* **How to complete this task**
Look through the entries below and extract exactly the lines from the one containing "outline the cumulus" through the one containing "array with a bounding box? I'd be grateful.", ends included.

* **Stored entries**
-- -- --

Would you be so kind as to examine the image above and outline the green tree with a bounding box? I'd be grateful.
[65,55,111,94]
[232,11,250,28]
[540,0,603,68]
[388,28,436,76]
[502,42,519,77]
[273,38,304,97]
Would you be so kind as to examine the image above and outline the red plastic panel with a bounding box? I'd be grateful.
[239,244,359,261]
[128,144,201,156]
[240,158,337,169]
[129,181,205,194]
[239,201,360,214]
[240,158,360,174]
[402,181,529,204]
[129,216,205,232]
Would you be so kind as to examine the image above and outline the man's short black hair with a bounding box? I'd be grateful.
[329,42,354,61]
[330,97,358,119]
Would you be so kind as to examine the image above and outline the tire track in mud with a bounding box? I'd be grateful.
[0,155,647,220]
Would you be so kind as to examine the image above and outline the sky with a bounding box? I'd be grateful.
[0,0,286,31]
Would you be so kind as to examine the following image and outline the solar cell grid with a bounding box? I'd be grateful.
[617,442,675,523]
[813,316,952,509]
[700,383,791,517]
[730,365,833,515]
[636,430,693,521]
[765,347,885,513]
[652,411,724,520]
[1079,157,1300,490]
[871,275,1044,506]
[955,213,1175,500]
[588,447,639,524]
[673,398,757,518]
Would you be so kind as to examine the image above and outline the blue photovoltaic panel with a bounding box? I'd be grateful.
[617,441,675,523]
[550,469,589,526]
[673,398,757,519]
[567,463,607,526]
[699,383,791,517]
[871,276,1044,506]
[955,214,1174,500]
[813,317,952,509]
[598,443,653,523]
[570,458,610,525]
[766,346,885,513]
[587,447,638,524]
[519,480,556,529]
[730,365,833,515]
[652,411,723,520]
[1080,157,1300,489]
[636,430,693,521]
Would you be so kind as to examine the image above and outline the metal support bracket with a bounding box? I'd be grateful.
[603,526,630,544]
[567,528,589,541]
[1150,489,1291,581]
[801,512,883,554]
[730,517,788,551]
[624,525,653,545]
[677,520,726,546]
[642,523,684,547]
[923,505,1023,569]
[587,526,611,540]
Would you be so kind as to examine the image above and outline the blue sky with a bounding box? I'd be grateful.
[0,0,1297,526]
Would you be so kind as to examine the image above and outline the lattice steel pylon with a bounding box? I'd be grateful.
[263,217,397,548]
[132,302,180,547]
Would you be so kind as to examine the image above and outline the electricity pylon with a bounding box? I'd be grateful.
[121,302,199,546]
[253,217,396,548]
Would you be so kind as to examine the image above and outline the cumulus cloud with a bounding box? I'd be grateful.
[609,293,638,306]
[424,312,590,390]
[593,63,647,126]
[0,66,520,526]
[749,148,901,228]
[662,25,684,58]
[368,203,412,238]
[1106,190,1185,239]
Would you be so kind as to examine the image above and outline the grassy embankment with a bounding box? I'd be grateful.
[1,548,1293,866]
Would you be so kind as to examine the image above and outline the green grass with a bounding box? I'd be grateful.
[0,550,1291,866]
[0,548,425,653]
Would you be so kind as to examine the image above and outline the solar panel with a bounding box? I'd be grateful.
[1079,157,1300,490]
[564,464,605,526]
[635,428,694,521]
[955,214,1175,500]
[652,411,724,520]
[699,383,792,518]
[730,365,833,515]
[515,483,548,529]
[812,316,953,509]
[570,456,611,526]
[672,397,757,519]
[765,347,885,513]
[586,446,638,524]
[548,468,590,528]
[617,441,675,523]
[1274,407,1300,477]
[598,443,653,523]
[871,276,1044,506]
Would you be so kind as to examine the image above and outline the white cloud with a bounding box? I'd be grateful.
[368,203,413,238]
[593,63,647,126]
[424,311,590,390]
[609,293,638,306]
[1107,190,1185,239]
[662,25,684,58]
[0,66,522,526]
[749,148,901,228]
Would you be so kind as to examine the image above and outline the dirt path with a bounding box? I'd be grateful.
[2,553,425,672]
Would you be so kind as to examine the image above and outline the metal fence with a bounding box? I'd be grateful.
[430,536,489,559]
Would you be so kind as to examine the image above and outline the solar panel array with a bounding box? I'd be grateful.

-- -- --

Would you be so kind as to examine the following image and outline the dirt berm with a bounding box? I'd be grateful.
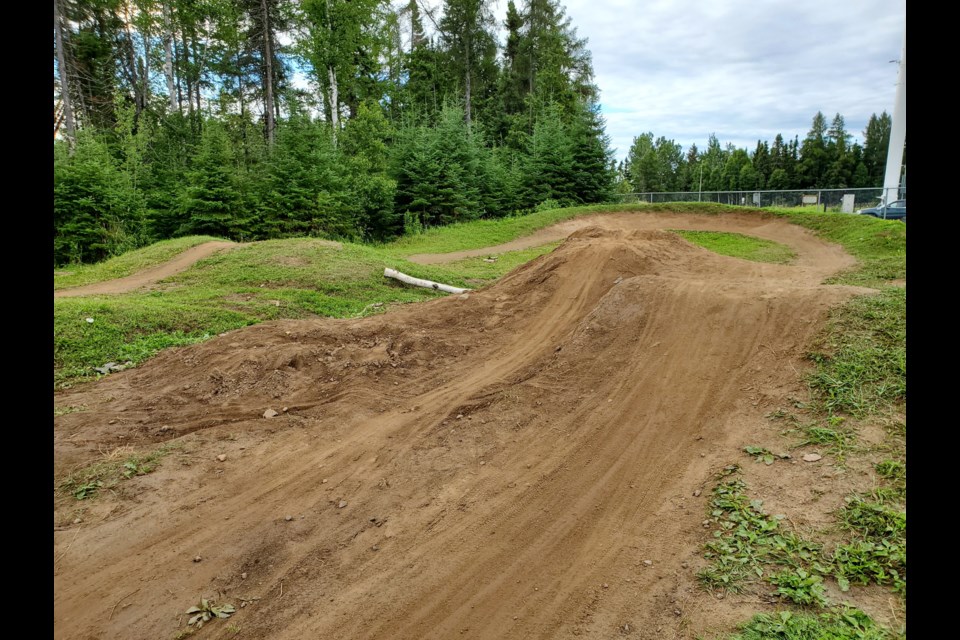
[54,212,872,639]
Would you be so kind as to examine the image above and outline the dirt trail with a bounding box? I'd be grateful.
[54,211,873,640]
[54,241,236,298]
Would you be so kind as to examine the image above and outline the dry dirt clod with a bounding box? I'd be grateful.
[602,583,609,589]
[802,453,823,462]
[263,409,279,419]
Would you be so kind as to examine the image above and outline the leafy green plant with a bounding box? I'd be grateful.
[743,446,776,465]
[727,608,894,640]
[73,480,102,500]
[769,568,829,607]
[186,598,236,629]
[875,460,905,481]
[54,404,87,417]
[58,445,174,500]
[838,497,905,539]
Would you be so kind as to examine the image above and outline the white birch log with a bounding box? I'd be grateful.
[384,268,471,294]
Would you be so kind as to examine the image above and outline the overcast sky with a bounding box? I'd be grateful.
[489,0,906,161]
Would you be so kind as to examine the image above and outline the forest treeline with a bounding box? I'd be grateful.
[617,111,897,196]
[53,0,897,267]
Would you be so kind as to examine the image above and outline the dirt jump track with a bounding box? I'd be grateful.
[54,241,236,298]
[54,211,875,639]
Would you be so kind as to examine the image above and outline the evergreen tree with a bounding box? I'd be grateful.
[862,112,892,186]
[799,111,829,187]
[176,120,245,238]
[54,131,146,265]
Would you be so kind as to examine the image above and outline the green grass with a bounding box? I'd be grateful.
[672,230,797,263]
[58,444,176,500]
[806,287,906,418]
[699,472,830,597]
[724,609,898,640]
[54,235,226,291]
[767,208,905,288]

-- -- --

* **Solved problem**
Would you be so kind as to examine the image above and outline the cumulus cloud with a bounding box? I'd be grateful.
[609,293,638,306]
[424,312,590,390]
[593,63,647,126]
[0,66,520,526]
[749,148,901,228]
[662,25,684,58]
[368,203,412,238]
[1106,190,1185,239]
Would you be so kind as to examine the image above and outline the grassy embankment with a bounding box? I'd be grateful.
[1,548,1293,866]
Would you be so kind as to examine the image above and outline the green grass with a bounding box? I'd be grateful.
[0,550,1291,866]
[0,548,425,653]
Would you be so kind as to examine the image above and outline the solar panel with a bounding box? I'd be grateful.
[1079,157,1300,490]
[564,464,605,526]
[635,428,694,521]
[955,214,1175,500]
[652,411,724,520]
[699,383,792,518]
[730,365,833,515]
[515,483,548,529]
[812,316,953,509]
[570,456,611,526]
[672,397,757,519]
[765,347,885,513]
[586,446,638,524]
[548,468,590,528]
[617,441,675,523]
[1274,407,1300,477]
[598,443,653,523]
[871,276,1044,506]
Would you be so kind as to examine the image above and outline the white cloud with a bounding box? I'd be grateful.
[368,203,413,238]
[593,63,647,126]
[424,311,590,390]
[609,293,638,306]
[1107,190,1185,239]
[662,25,684,58]
[0,66,522,526]
[749,148,901,228]
Would you be so kind as to examine the image above and outline the dirt path with a bounding box? I'd be grateful.
[2,553,425,672]
Would you be so kind as to examine the image above and outline the metal fence with a bounding box? I'd be grateful.
[430,536,489,559]
Would you be so kind as to examine the image above and outline the solar panel array with a bounding box? I'd be grateful.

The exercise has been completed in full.